## Task to carry out
No pictures are to be included when the entries below are reproduced exactly.

## Image point grounding data
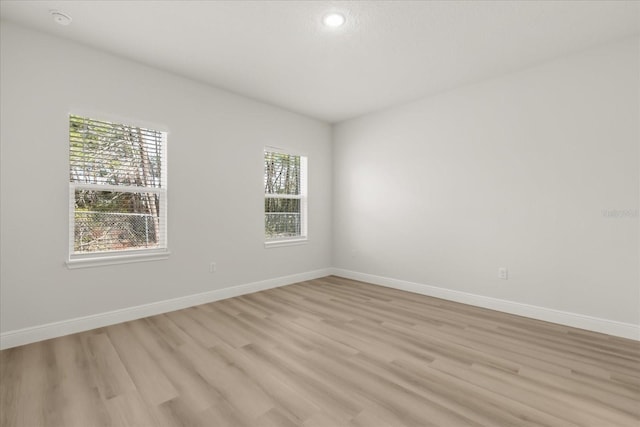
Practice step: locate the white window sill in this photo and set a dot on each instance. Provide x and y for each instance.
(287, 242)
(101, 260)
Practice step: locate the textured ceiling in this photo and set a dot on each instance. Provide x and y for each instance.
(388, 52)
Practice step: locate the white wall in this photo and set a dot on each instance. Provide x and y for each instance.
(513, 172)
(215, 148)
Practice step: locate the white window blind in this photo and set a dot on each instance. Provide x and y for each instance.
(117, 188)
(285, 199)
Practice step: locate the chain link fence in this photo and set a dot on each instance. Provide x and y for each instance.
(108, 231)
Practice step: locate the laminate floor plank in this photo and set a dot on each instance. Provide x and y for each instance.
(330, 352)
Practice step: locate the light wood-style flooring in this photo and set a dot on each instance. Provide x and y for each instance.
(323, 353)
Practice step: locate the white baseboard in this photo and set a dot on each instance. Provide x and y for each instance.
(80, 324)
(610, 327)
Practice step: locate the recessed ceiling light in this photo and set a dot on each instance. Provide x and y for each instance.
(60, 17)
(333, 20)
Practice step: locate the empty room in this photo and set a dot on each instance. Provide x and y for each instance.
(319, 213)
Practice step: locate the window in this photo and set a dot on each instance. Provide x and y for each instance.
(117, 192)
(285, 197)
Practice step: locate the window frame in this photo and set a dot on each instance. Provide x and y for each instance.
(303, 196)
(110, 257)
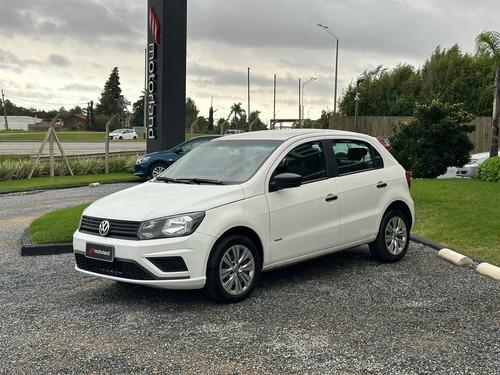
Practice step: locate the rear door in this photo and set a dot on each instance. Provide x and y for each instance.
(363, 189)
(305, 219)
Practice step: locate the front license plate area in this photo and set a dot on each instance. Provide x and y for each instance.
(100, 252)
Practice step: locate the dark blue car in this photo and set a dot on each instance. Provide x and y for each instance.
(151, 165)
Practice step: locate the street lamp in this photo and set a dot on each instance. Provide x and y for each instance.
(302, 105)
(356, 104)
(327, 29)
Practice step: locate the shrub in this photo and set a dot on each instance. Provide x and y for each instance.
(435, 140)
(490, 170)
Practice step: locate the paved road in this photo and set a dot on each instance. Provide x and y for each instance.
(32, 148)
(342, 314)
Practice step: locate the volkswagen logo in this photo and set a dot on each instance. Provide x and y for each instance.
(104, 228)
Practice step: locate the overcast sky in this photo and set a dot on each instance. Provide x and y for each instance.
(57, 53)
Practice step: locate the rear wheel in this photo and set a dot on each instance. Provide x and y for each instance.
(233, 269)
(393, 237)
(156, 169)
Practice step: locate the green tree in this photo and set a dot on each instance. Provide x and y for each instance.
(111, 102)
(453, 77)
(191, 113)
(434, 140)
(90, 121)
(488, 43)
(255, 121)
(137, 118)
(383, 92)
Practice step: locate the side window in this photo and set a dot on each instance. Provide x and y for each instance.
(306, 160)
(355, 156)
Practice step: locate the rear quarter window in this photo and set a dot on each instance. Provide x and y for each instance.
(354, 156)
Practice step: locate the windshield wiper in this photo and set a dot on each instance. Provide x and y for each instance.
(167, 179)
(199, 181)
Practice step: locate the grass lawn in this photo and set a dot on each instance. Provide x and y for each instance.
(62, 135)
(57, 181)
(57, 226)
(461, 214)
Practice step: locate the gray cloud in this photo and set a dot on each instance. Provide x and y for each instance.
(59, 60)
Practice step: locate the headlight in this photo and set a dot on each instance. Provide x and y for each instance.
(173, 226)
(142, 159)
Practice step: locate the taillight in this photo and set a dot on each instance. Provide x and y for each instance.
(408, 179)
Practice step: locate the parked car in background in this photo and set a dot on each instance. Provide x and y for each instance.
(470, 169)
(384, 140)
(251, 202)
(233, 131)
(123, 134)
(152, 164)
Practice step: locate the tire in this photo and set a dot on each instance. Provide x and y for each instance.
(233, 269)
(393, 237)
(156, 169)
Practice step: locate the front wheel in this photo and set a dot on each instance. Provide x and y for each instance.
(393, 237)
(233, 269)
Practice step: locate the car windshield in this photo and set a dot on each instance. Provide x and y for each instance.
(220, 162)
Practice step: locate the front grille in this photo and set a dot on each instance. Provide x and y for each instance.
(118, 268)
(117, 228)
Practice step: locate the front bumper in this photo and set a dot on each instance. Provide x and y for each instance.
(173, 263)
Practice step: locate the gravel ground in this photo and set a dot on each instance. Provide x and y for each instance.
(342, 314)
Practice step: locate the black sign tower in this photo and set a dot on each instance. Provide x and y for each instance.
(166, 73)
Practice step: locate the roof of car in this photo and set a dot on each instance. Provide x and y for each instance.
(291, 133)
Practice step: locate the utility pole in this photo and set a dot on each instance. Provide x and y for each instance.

## Solution to this task
Practice step: locate the white window sill in this photo and set a dot on each instance. Provide x and y for each instance.
(287, 242)
(101, 260)
Practice step: locate the textured ceiling in this photo and set a dot on each instance. Provide x and y for each instance.
(388, 52)
Practice step: locate the white wall in this photo and set a dot on each instance. Provide x and y for each instance.
(513, 172)
(215, 148)
Practice step: locate the white window blind in this photo and set a dot on each instance. Provide x and y for each instance.
(117, 188)
(285, 199)
Practice step: locate the chain link fence in this photo and set a dot on each instance. Provide x and y for each instance.
(108, 231)
Practice step: locate the laminate floor plank in this photo and set a dot on each instance. Provide x and y for each instance.
(330, 352)
Practice step: locate the light wood-style flooring in this photo and set a dot on each instance. Provide x and y for each instance.
(323, 353)
Practice step: locate the white baseboard in this photo and set a dot on each instance. Provide x and y for each instance.
(80, 324)
(610, 327)
Practice step: locate the recessed ceiling light in this photo and set a dot on each instance. Provide x and y for each instance.
(60, 17)
(333, 20)
Practice step: locate the empty room in this photo and set a dot on each instance. Provide x and y for each instance.
(319, 213)
Practice step: locate the window in this photo and set a dot on each instance. Provide x and y for each instance.
(117, 192)
(285, 197)
Practice step: locate the window frame in this photo and set a dot on each instance. Provide x and y for each instance.
(303, 196)
(110, 257)
Practice step: locate the rear door in this photo and set a dot on each instance. Provide x and y for each instance.
(363, 189)
(305, 219)
Practice step: locate the front license plate area in this photo and set a dot on each instance. Provide x and y for each instance.
(100, 252)
Practice step: locate the dark blue car in this photo and set a dot on each instance. Provide x and y for each instance.
(151, 165)
Practice step: locate the street lamp in this photo and set a dot on each instance. Provide x and y for each instance.
(302, 105)
(356, 104)
(327, 29)
Practice step: locate the shrub in this photo and set a dot on each instance. Provide x and y for each instance.
(435, 140)
(490, 170)
Practice step: locate the paved road in this photo and set a dot on each instance. Provide x and y for each instance.
(32, 148)
(342, 314)
Practice step: locate the volkswagen logo in this photo and set a dot on each instance. Provide x and y for each instance.
(104, 228)
Practice step: locate the overcast sky in this photo and set a dot on each instance. Provide x and y for each instance.
(57, 53)
Practice step: locate the rear wheel in this photo and set a dot on each instance. Provide x and y for each instance.
(233, 269)
(393, 237)
(156, 169)
Practice step: locate the green tree in this photo and set a dot on each instance. Provide x and y for each instance.
(111, 102)
(453, 77)
(191, 113)
(434, 140)
(90, 121)
(488, 43)
(255, 121)
(137, 118)
(383, 92)
Practice step: locate the side window in this photo and set a dot on each instance. Provide x and y for each instance.
(306, 160)
(355, 156)
Practice step: locate the rear quarter window in this photo and set a dot on each instance. Provide x and y for each instance.
(354, 156)
Practice step: locate the windshield wiper in this photo and set a dot on each instance. Provide x and y for each instance.
(167, 179)
(199, 181)
Practice step: locate the grass lawn in this photo and set a dot on each instance. Provide x and y for each instance.
(62, 135)
(57, 181)
(57, 226)
(461, 214)
Practice step: locate the gray cloud in this photo and set a dot on each instance. Provide x and y for each instance.
(59, 60)
Practice step: locate the headlight in this photo and set a dot on each instance. Provide x and y for each instance.
(173, 226)
(142, 159)
Practice step: locate the taillight in this photo and set a dot on each instance. Provide x and y for each instance.
(408, 179)
Practice step: locate the parked car in background in this photo and set a dot on each instance. Provide x and y for each instance.
(470, 169)
(384, 140)
(251, 202)
(233, 131)
(123, 134)
(152, 164)
Practice step: locate the tire in this photo and set a dot on each instance. Provide x and y for each instance.
(233, 269)
(393, 237)
(156, 169)
Practice step: locate the front wheel in this photo and set a dot on each instance. Provide x and y for each instance.
(393, 237)
(233, 269)
Practice step: locate the car windshield in this photo and set a dot on each instance. Provide x and y for each instance.
(220, 162)
Practice step: locate the front grille in this photo and set a dot on each instance. Provide x and y for each instance.
(118, 268)
(117, 228)
Practice step: locate the front bumper in this photo and set a dot on each instance. Provide x and y for each instance.
(173, 263)
Practice step: locate the gravel ground in this photo and set a dot on each instance. Provide x and y for each instance.
(342, 314)
Practice step: locate the black sign tower in this photo and set a dot on each instance. Provide x and y for each instance.
(166, 73)
Practice step: locate the roof of car in this photo and set a dot on each instance. Provide x and y for each instance.
(291, 133)
Practice step: locate the utility pole in this photo and set a dot on each instance. Provide x and y for each instance.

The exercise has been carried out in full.